**Directions**
Using the listing below, copy exactly the lines from the one containing "(format x=88, y=261)" to the one containing "Target: sailboat mast", both lines included, and no others.

**The data**
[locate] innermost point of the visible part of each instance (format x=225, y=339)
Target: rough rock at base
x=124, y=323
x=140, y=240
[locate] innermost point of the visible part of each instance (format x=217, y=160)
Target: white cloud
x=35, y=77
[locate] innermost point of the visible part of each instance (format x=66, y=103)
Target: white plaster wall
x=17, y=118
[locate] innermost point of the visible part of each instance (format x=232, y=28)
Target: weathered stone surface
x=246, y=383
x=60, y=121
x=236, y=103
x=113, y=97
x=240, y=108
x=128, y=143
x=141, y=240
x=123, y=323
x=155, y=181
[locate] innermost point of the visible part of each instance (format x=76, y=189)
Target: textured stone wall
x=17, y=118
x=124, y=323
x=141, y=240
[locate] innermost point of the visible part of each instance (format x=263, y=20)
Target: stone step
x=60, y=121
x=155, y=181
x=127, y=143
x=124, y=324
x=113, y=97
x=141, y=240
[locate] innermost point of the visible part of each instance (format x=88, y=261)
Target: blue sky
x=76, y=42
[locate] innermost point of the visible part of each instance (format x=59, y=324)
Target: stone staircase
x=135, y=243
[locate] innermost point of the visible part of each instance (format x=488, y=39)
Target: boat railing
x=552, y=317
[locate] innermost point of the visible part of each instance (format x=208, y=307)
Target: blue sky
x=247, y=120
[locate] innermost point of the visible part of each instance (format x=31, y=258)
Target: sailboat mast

* * *

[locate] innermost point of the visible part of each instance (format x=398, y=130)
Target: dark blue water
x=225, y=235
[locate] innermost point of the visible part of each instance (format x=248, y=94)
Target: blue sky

--

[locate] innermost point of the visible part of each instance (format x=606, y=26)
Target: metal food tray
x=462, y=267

**Answer to this exercise**
[locate] innermost point of the visible part of each instance (format x=88, y=261)
Target: blue sky
x=76, y=42
[locate] innermost point of the visible part of each instance (format x=59, y=324)
Target: stone staircase
x=135, y=243
[locate] innermost point of the visible part of each instance (format x=488, y=39)
Target: boat railing
x=552, y=317
[locate] innermost point of the visible part of each instance (format x=208, y=307)
Target: blue sky
x=247, y=120
[locate] innermost point of the visible part of each instance (format x=31, y=258)
Target: sailboat mast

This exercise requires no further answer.